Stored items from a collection
——————————

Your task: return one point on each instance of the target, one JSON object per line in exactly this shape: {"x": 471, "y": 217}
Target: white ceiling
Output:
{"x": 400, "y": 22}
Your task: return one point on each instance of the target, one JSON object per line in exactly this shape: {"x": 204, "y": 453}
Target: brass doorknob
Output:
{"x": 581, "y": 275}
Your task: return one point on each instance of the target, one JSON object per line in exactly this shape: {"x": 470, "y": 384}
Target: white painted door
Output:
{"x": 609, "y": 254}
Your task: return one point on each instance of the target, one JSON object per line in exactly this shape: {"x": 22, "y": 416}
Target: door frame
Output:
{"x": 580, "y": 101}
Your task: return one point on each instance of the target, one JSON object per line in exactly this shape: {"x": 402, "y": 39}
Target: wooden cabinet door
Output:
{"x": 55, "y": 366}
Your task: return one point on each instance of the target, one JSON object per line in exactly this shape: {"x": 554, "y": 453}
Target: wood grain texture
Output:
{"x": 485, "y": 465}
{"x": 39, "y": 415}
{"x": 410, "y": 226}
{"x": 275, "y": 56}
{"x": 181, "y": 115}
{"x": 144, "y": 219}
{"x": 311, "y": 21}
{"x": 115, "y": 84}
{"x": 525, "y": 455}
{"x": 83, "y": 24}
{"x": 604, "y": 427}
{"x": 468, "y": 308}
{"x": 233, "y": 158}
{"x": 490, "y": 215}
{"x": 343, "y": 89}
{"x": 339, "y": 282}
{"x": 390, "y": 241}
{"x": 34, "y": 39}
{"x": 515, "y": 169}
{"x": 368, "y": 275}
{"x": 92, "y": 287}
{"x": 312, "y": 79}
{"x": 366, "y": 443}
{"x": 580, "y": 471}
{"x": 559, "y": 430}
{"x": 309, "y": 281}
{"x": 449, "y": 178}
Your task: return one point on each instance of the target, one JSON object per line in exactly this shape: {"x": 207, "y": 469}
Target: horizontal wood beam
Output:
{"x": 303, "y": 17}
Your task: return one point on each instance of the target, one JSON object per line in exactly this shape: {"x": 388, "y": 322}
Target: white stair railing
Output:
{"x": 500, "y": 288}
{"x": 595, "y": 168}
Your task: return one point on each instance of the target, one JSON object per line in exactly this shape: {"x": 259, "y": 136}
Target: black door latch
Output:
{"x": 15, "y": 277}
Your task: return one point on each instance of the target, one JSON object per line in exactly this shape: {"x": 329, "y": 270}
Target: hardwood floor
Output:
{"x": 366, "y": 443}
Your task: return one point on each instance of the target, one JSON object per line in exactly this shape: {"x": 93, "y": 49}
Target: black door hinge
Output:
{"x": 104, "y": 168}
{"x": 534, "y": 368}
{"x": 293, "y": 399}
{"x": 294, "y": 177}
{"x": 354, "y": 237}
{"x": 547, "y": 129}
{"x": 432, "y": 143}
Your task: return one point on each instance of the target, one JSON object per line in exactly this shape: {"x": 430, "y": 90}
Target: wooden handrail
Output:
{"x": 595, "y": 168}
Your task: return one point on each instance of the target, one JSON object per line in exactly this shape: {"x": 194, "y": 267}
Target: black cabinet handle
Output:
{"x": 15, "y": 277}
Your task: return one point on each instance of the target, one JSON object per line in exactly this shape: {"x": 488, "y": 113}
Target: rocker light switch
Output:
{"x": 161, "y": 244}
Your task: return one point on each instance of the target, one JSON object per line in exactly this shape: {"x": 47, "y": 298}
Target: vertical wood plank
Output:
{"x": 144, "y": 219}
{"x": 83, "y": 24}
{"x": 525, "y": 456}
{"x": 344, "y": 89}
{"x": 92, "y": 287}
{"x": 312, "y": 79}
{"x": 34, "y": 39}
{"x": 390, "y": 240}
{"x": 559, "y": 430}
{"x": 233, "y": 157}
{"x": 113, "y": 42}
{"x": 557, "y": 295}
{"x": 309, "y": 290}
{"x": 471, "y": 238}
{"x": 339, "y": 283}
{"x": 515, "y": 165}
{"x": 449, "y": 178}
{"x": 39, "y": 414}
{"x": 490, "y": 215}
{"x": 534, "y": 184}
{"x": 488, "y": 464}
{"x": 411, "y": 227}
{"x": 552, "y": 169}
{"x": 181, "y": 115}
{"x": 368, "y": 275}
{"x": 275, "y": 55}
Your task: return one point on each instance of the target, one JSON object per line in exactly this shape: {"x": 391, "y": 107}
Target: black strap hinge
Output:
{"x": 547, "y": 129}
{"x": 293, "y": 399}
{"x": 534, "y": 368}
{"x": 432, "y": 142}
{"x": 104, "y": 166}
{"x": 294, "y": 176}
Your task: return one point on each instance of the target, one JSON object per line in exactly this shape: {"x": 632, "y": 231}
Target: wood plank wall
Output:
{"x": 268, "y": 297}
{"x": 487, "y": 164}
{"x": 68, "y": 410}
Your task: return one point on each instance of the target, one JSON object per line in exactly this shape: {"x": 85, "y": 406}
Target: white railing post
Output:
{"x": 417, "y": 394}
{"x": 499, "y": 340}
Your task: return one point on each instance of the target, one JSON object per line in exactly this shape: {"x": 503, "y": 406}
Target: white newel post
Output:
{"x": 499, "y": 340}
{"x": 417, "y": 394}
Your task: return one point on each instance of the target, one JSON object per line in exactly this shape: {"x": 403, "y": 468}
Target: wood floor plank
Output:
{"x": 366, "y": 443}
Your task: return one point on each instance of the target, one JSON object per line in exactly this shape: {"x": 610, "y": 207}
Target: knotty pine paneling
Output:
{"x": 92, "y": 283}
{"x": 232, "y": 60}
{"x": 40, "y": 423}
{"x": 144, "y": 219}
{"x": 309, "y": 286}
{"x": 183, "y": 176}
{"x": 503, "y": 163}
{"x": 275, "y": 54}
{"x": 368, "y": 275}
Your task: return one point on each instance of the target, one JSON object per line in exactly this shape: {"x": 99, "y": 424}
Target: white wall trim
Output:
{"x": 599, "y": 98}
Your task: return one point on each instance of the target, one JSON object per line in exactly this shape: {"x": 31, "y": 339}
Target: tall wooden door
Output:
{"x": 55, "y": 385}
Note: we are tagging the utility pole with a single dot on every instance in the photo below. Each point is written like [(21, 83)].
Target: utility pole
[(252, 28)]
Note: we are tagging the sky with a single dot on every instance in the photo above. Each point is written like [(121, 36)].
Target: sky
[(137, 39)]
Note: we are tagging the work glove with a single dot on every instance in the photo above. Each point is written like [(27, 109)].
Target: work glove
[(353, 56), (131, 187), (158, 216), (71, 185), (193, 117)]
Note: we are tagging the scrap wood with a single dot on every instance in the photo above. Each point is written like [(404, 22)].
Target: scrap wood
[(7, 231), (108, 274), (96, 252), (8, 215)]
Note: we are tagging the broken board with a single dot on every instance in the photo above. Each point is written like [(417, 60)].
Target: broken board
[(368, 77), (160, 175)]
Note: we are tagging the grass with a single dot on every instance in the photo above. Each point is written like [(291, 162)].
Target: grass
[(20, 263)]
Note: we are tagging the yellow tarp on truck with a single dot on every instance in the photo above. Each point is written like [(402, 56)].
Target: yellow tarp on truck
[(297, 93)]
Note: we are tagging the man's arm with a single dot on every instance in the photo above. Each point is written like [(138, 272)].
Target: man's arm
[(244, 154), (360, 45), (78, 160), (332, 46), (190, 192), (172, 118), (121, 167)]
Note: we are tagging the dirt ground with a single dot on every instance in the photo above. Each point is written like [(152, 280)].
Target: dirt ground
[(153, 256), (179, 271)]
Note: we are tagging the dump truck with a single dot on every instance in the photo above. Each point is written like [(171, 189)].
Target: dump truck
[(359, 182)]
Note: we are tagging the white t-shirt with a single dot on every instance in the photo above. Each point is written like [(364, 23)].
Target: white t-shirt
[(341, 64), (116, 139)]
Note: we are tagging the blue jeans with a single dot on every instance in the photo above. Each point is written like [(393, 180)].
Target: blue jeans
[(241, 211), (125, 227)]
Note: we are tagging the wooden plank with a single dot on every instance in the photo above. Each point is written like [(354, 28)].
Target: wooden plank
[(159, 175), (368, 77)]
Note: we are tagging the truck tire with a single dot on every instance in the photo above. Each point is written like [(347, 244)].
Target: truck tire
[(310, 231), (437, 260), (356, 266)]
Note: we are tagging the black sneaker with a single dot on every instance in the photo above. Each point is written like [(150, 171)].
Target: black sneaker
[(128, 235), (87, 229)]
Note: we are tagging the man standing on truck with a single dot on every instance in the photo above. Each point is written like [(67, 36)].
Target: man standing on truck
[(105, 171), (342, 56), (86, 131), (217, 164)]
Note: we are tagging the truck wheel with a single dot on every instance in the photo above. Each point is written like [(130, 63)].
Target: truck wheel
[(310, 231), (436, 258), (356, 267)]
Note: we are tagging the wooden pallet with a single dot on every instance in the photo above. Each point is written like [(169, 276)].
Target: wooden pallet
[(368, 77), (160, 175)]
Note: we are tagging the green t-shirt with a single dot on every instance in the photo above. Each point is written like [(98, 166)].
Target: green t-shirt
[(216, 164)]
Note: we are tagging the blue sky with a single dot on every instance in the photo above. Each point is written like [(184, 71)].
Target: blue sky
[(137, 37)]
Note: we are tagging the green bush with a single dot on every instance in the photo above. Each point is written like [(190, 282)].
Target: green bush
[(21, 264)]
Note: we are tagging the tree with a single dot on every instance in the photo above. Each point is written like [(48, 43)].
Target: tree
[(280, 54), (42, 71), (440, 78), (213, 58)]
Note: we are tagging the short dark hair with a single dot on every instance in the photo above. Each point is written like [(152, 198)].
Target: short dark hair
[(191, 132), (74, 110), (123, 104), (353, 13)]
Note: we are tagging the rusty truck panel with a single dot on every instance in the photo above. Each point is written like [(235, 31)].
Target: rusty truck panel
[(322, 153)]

——————————

[THE PROBLEM] Write out exactly the lines from the line holding "Note: we are tagging the green bush" through the last line of the data, and nothing besides those lines.

[SOLUTION FOR THIS PROBLEM]
Note: we are tagging the green bush with a single dot on every instance in the photo above. Each point is written like [(190, 282)].
Target: green bush
[(21, 264)]
Note: we are tagging the tree with a single dot on every instance in the photo above. Each point is written like [(48, 43)].
Target: tree
[(280, 54), (42, 71), (440, 78), (213, 58)]
Note: we are tagging the short dark hair with a single dot on every instance in the photo above. Each point is written like [(152, 198)].
Target: short dark hair
[(191, 132), (74, 110), (123, 104), (353, 13)]
Note: we are tagging the rusty truck panel with a single dot on every instance in the photo above. Each point is written like [(235, 31)].
Target: rusty truck panel
[(322, 153)]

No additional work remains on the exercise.